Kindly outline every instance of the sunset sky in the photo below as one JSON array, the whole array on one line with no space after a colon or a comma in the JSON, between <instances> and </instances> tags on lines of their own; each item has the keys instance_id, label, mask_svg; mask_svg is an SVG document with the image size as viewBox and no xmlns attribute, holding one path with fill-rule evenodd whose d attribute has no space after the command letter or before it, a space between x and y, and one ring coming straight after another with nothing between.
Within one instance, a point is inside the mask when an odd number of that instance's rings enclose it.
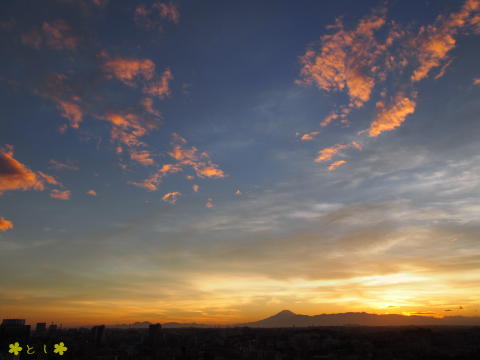
<instances>
[{"instance_id":1,"label":"sunset sky","mask_svg":"<svg viewBox=\"0 0 480 360\"><path fill-rule=\"evenodd\" d=\"M480 316L480 0L0 8L0 318Z\"/></svg>"}]
</instances>

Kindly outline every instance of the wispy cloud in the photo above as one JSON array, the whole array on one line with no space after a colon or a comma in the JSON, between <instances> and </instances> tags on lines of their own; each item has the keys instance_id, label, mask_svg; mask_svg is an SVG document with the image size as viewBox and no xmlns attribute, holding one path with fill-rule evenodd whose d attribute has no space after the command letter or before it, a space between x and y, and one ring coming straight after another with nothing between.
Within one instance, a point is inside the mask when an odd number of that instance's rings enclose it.
<instances>
[{"instance_id":1,"label":"wispy cloud","mask_svg":"<svg viewBox=\"0 0 480 360\"><path fill-rule=\"evenodd\" d=\"M182 193L180 193L178 191L169 192L169 193L166 193L165 195L162 196L162 200L165 201L165 202L168 202L170 204L175 204L180 195L182 195Z\"/></svg>"},{"instance_id":2,"label":"wispy cloud","mask_svg":"<svg viewBox=\"0 0 480 360\"><path fill-rule=\"evenodd\" d=\"M297 136L300 138L300 141L312 141L318 134L320 134L320 131L311 131L305 134L297 133Z\"/></svg>"},{"instance_id":3,"label":"wispy cloud","mask_svg":"<svg viewBox=\"0 0 480 360\"><path fill-rule=\"evenodd\" d=\"M0 216L0 231L7 231L13 229L13 223L10 220Z\"/></svg>"},{"instance_id":4,"label":"wispy cloud","mask_svg":"<svg viewBox=\"0 0 480 360\"><path fill-rule=\"evenodd\" d=\"M0 149L0 194L7 190L44 190L42 178L13 157L13 146Z\"/></svg>"},{"instance_id":5,"label":"wispy cloud","mask_svg":"<svg viewBox=\"0 0 480 360\"><path fill-rule=\"evenodd\" d=\"M448 17L439 16L433 25L420 28L411 43L418 59L418 66L412 74L413 81L426 78L433 68L441 65L456 45L455 36L475 19L479 9L478 0L466 0L458 12Z\"/></svg>"},{"instance_id":6,"label":"wispy cloud","mask_svg":"<svg viewBox=\"0 0 480 360\"><path fill-rule=\"evenodd\" d=\"M324 148L318 152L318 156L315 159L315 162L325 162L332 159L333 156L338 154L342 150L355 148L357 150L362 150L362 147L359 143L353 141L350 144L336 144L334 146Z\"/></svg>"},{"instance_id":7,"label":"wispy cloud","mask_svg":"<svg viewBox=\"0 0 480 360\"><path fill-rule=\"evenodd\" d=\"M213 208L213 199L212 198L208 198L207 202L205 203L205 207L208 208L208 209Z\"/></svg>"},{"instance_id":8,"label":"wispy cloud","mask_svg":"<svg viewBox=\"0 0 480 360\"><path fill-rule=\"evenodd\" d=\"M324 35L318 50L308 49L300 58L302 80L299 84L317 85L325 91L346 91L351 107L360 107L370 99L375 86L375 64L384 53L374 33L385 24L385 11L364 17L353 30L346 30L337 19L332 34Z\"/></svg>"},{"instance_id":9,"label":"wispy cloud","mask_svg":"<svg viewBox=\"0 0 480 360\"><path fill-rule=\"evenodd\" d=\"M140 101L140 104L142 104L143 108L145 111L149 114L155 115L155 116L160 116L160 111L156 110L153 105L154 101L151 97L146 97Z\"/></svg>"},{"instance_id":10,"label":"wispy cloud","mask_svg":"<svg viewBox=\"0 0 480 360\"><path fill-rule=\"evenodd\" d=\"M78 39L72 35L72 29L65 20L44 22L42 31L45 43L51 48L73 50L77 47Z\"/></svg>"},{"instance_id":11,"label":"wispy cloud","mask_svg":"<svg viewBox=\"0 0 480 360\"><path fill-rule=\"evenodd\" d=\"M78 104L58 100L58 107L62 110L62 116L69 120L70 126L74 129L80 127L83 120L83 111Z\"/></svg>"},{"instance_id":12,"label":"wispy cloud","mask_svg":"<svg viewBox=\"0 0 480 360\"><path fill-rule=\"evenodd\" d=\"M161 3L157 2L153 4L153 7L156 7L160 10L160 16L178 24L180 20L180 13L175 5L172 3Z\"/></svg>"},{"instance_id":13,"label":"wispy cloud","mask_svg":"<svg viewBox=\"0 0 480 360\"><path fill-rule=\"evenodd\" d=\"M53 22L44 22L39 30L31 30L22 34L22 43L36 49L43 44L56 50L74 50L79 39L73 35L70 24L63 19Z\"/></svg>"},{"instance_id":14,"label":"wispy cloud","mask_svg":"<svg viewBox=\"0 0 480 360\"><path fill-rule=\"evenodd\" d=\"M72 171L80 170L80 168L76 166L74 163L72 163L71 161L67 161L63 163L61 161L51 159L49 163L50 163L50 168L56 169L56 170L72 170Z\"/></svg>"},{"instance_id":15,"label":"wispy cloud","mask_svg":"<svg viewBox=\"0 0 480 360\"><path fill-rule=\"evenodd\" d=\"M199 178L223 178L225 173L213 163L207 152L198 153L195 146L186 147L187 140L178 134L173 134L173 148L169 155L178 161L180 165L188 165L193 168Z\"/></svg>"},{"instance_id":16,"label":"wispy cloud","mask_svg":"<svg viewBox=\"0 0 480 360\"><path fill-rule=\"evenodd\" d=\"M139 162L142 165L153 165L155 160L152 158L152 154L148 150L135 150L130 151L130 158Z\"/></svg>"},{"instance_id":17,"label":"wispy cloud","mask_svg":"<svg viewBox=\"0 0 480 360\"><path fill-rule=\"evenodd\" d=\"M347 161L346 160L338 160L338 161L335 161L333 163L331 163L330 165L328 165L328 171L333 171L335 170L336 168L338 168L339 166L342 166L344 164L346 164Z\"/></svg>"},{"instance_id":18,"label":"wispy cloud","mask_svg":"<svg viewBox=\"0 0 480 360\"><path fill-rule=\"evenodd\" d=\"M155 191L158 190L158 185L162 182L162 179L169 174L176 174L182 171L182 167L177 164L163 164L154 174L145 179L142 182L130 182L130 184L143 187L144 189Z\"/></svg>"},{"instance_id":19,"label":"wispy cloud","mask_svg":"<svg viewBox=\"0 0 480 360\"><path fill-rule=\"evenodd\" d=\"M51 175L48 175L48 174L45 174L44 172L42 171L38 171L38 175L40 175L43 180L45 180L47 183L49 183L50 185L61 185L57 179L55 179L53 176Z\"/></svg>"},{"instance_id":20,"label":"wispy cloud","mask_svg":"<svg viewBox=\"0 0 480 360\"><path fill-rule=\"evenodd\" d=\"M415 112L415 100L399 93L393 103L386 105L384 101L378 101L377 116L370 124L369 135L378 136L384 131L391 131L399 127L408 115Z\"/></svg>"},{"instance_id":21,"label":"wispy cloud","mask_svg":"<svg viewBox=\"0 0 480 360\"><path fill-rule=\"evenodd\" d=\"M172 3L154 2L151 5L140 4L135 8L134 21L139 27L162 30L162 20L178 24L180 12L177 7Z\"/></svg>"},{"instance_id":22,"label":"wispy cloud","mask_svg":"<svg viewBox=\"0 0 480 360\"><path fill-rule=\"evenodd\" d=\"M70 200L72 193L69 190L53 189L50 191L50 197L58 200Z\"/></svg>"},{"instance_id":23,"label":"wispy cloud","mask_svg":"<svg viewBox=\"0 0 480 360\"><path fill-rule=\"evenodd\" d=\"M173 133L172 148L168 152L168 155L174 160L174 163L163 164L161 168L147 179L141 182L130 183L150 191L155 191L158 190L158 185L164 177L183 171L186 166L191 167L199 178L225 177L223 170L221 170L217 164L212 162L210 155L207 152L204 151L200 153L195 146L187 147L186 144L187 140L185 138L177 133ZM193 177L191 179L193 179ZM195 190L195 187L193 187L193 189Z\"/></svg>"},{"instance_id":24,"label":"wispy cloud","mask_svg":"<svg viewBox=\"0 0 480 360\"><path fill-rule=\"evenodd\" d=\"M101 118L112 125L110 132L112 140L125 146L132 160L142 165L155 163L152 153L143 149L147 144L140 140L141 137L156 128L155 123L144 121L134 113L109 113ZM117 147L117 153L122 153L122 151L121 146Z\"/></svg>"},{"instance_id":25,"label":"wispy cloud","mask_svg":"<svg viewBox=\"0 0 480 360\"><path fill-rule=\"evenodd\" d=\"M135 86L136 78L151 80L155 74L155 63L150 59L109 59L103 70L129 86Z\"/></svg>"},{"instance_id":26,"label":"wispy cloud","mask_svg":"<svg viewBox=\"0 0 480 360\"><path fill-rule=\"evenodd\" d=\"M148 95L158 96L163 99L170 95L170 80L172 79L172 71L166 69L159 79L152 81L145 87L144 92Z\"/></svg>"},{"instance_id":27,"label":"wispy cloud","mask_svg":"<svg viewBox=\"0 0 480 360\"><path fill-rule=\"evenodd\" d=\"M375 119L368 130L358 132L377 137L398 128L415 112L416 83L437 67L441 68L435 79L444 76L452 63L449 54L456 46L456 37L469 29L476 31L479 11L480 1L466 0L458 11L440 15L432 25L421 26L418 31L387 21L384 8L363 17L351 30L337 19L327 27L331 33L323 35L300 57L301 79L296 83L315 84L327 93L348 95L348 103L336 104L320 123L322 127L337 119L349 124L352 111L371 100L375 87L380 88ZM379 36L380 30L383 36ZM393 96L388 94L389 82L399 89ZM305 134L305 140L312 140L312 133L315 131ZM315 161L330 160L344 149L342 146L320 150Z\"/></svg>"}]
</instances>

·····

### Task brief
Copy each line of the material where "holding" is found.

### Output below
Kindly outline every instance of the sunset sky in the photo below as one JSON array, the whole array on one line with no space after a colon or a comma in the JSON, between <instances> and </instances> tags on lines of their own; each item has the keys instance_id, label, mask_svg; mask_svg is an SVG document with the image size as viewBox and no xmlns attribute, holding one path with fill-rule evenodd whose d attribute has no space after the command letter or before it, a space between x and y, and one ring coming straight after another with nothing between.
Kindly outline every instance of the wispy cloud in the photo above as one JSON array, the whole array on one line with no space after a colon or a comma in the JSON, between <instances> and </instances> tags on lines of their own; each item has the keys instance_id, label, mask_svg; mask_svg is an SVG document with the image size as viewBox and no xmlns attribute, holding one path with fill-rule evenodd whose d attribute has no space after the command letter or before it, a space between x and y, and one ring coming straight after another with nothing between.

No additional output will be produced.